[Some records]
§

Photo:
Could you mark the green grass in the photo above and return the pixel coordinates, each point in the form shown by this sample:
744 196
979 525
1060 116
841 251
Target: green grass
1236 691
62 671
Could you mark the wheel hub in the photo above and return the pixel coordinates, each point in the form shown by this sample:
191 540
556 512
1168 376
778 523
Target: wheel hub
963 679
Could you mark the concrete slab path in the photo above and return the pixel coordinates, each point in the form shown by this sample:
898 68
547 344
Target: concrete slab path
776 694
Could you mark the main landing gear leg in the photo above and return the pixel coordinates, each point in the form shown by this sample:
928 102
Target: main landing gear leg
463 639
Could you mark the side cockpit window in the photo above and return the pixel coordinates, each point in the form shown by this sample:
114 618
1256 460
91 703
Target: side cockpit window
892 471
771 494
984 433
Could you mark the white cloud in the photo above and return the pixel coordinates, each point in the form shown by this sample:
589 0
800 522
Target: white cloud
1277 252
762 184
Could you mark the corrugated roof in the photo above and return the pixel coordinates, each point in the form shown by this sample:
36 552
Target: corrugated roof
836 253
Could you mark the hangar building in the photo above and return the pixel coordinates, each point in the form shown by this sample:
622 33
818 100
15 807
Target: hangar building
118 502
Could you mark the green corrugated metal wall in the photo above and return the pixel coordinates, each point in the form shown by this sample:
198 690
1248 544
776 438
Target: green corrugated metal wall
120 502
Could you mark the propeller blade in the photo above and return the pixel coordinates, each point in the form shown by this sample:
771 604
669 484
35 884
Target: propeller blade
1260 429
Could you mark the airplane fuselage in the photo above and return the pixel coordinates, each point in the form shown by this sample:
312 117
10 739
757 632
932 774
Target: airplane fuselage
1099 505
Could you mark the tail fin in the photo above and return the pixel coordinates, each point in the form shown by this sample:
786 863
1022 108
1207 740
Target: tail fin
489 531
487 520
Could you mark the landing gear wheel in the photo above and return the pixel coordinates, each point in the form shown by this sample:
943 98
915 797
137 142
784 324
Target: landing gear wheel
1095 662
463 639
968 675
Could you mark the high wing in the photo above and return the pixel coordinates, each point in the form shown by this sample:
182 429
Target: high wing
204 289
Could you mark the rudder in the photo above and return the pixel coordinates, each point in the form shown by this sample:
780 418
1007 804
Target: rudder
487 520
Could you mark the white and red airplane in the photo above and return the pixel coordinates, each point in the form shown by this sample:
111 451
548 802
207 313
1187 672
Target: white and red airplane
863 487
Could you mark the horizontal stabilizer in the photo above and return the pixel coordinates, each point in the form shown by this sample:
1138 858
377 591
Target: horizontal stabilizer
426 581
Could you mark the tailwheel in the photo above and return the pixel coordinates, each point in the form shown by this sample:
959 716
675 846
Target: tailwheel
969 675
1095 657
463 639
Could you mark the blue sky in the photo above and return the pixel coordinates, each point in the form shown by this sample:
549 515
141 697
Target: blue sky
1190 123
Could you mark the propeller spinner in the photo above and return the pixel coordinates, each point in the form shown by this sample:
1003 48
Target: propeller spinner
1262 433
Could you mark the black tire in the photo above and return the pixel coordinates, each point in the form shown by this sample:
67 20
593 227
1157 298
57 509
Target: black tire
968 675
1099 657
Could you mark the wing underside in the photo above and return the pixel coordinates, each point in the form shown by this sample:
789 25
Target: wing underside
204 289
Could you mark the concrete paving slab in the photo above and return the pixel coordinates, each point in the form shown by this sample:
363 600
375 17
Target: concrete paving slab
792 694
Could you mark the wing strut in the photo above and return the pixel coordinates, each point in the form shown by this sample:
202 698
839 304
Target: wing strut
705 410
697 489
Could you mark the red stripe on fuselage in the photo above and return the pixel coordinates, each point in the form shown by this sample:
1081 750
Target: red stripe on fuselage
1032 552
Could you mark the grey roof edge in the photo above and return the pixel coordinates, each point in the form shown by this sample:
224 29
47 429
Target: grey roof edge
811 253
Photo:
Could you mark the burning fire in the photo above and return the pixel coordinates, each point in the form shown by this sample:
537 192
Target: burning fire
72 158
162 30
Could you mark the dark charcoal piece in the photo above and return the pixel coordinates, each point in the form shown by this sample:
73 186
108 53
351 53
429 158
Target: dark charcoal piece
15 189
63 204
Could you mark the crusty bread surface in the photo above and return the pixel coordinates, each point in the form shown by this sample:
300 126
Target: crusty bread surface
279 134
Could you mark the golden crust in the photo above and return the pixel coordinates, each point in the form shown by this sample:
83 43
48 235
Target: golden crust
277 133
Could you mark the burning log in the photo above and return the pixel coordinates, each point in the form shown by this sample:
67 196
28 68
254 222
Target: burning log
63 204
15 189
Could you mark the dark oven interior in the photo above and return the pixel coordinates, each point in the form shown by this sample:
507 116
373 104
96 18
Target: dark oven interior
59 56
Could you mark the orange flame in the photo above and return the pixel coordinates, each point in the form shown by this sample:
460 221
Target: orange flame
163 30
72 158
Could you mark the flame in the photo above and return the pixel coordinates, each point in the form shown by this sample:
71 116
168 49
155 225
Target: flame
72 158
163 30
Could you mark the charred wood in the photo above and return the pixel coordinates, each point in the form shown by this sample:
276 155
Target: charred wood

§

Give a word-for-word copy of the records.

Photo:
Could you mark the green grass in the photo above and return the pixel coordinates, each point in the form shown by this sample:
744 196
979 525
1060 116
841 251
Target: green grass
1236 691
62 671
Could you mark the wheel hub in the photo above and return the pixel coordinates, each point in the form shown by this sample:
191 540
556 512
1168 376
778 523
Target: wheel hub
963 679
Could you mark the concrete slab path in the photo above and return the pixel coordinates, each point in the form shown by this sample:
898 68
547 344
Target: concrete slab path
776 694
Could you mark the main landing gear leg in the photo above and return the pixel coordinates, each point in the form shown by this sample:
928 102
Target: main landing gear leg
463 639
Could you mark the side cockpit window in the photo above and return the pixel coordinates, each point in the form shown by this sample:
114 618
1256 460
91 703
Target: side cockpit window
892 471
771 494
984 433
Could you mark the white cloud in the photo above and return the pixel coordinates, each point in the form shown by this sample:
589 0
800 522
Target: white cloud
1277 252
762 184
Could you mark the corrugated roof in the photo above and return the pixel coordinates, each point in the form shown by this sample:
36 552
Target: corrugated roof
836 253
Could you mark the hangar building in the photo above and return the pixel coordinates, each point in the form shown by this sample:
622 33
818 100
15 807
Target: hangar building
118 502
Could you mark the green corrugated metal wall in the photo above and return the pixel coordinates, each point in the form shown by this sample:
198 690
1248 544
776 438
Target: green corrugated metal wall
120 502
Could you mark the propeller blade in the photo above and return the pixel coordinates, each point in the form shown by this sample:
771 604
669 484
35 884
Target: propeller blade
1260 429
Could you mark the airplane fuselage in the photo above and return the pixel coordinates, each point in the form shown by this sample:
312 117
10 739
757 632
932 774
Target: airplane fuselage
1099 505
Could you mark the tail fin in the photo above and return the pixel coordinates, each point in the form shown by this sample:
786 863
1022 108
1207 740
Target: tail fin
489 531
487 520
Could you mark the landing gear wheel in the photo above and return the pixel coordinates, each point in the form shown by this sample:
943 98
915 797
137 142
784 324
Target: landing gear wheel
1095 662
463 639
968 675
Could you mark the high wing in the photo above and return the pixel coordinates, each point in the form shown by this sample:
182 429
Target: high wing
204 289
Could you mark the rudder in the photo above and return the pixel coordinates, each point in the form shown by this sample:
780 418
1007 804
Target: rudder
487 520
Could you mark the white and red airplane in the photo above and return the pixel coordinates, each point in the form shown by this sample:
111 451
548 802
207 313
1187 672
Target: white and red airplane
863 487
Could you mark the horizontal stabilizer in the photo above and return the pixel coordinates, each point in the form shown by this sample:
1138 858
377 591
Target: horizontal stabilizer
426 581
Could you mark the tailwheel in the photo above and return the pixel coordinates, each point in the form shown by this sample:
959 716
675 846
Target: tailwheel
969 675
1095 657
463 639
Could you mark the blue sky in the photo above and return the pixel coordinates, each point in the form shown by this sample:
549 515
141 697
Target: blue sky
1190 123
Could you mark the propeller spinner in the photo above and return the pixel coordinates, each point in the form shown by this sample:
1003 48
Target: propeller spinner
1262 433
Could you mark the black tire in the photo above and return the pixel coordinates, each point in the form shown by this sample:
67 20
593 227
1157 298
57 509
Target: black tire
968 675
1099 657
Could you mark the wing underside in the photo above and return the pixel coordinates, each point in the form shown by this sample:
789 25
Target: wing underside
204 289
Could you mark the concrete paving slab in the photo above and return the pixel coordinates, each point in the form shown by this sample:
363 600
375 17
Target: concrete paving slab
792 694
Could you mark the wing strut in the photo above and return the pixel coordinates, each point in the form shown by this sample:
202 698
839 304
Target: wing strut
705 410
697 489
Could you mark the red stripe on fuselage in the photo above and return the pixel coordinates, each point in the form shown by this sample:
1081 750
Target: red stripe on fuselage
1032 552
Could you mark the grey roof edge in the photo above and return the pixel coordinates, each point in the form shown by this sample:
224 29
47 429
Target: grey roof edge
811 253
Photo:
Could you mark the burning fire in the photo above and return the pixel coordinates, each point in the form shown by this sample:
537 192
Target: burning fire
72 158
162 30
Could you mark the dark charcoal piece in the photo above and return the pixel coordinates, each point in the form shown by this sample:
73 186
108 53
351 53
429 158
Target: dark charcoal piece
15 189
63 204
Could you mark the crusty bread surface in the photo above and return the pixel coordinates, each point in the form shown by this sample:
300 126
Target: crusty bread surface
279 134
Could you mark the golden crust in the photo above and return the pixel coordinates, each point in the form shown by this sample:
83 43
48 235
Target: golden crust
277 133
Could you mark the burning log in the photo above and return the pixel coordinates, each point in the form shown by this sample:
67 196
28 68
254 222
Target: burning log
63 204
15 189
Could you mark the dark oven interior in the photo above and return the pixel coordinates, each point in the form shown by this sample:
507 116
373 104
96 18
Target: dark oven interior
59 56
Could you mark the orange flame in the photo above and return the pixel coordinates, each point in the form shown by this sample:
460 221
Target: orange flame
163 30
72 158
Could you mark the flame in the photo above and return the pixel coordinates, each point in the form shown by this sample:
71 116
168 49
155 225
Target: flame
72 158
163 30
Could you mark the charred wood in the photo above and return the pixel coordinates, each point in the form shown by this sample:
276 155
Target: charred wood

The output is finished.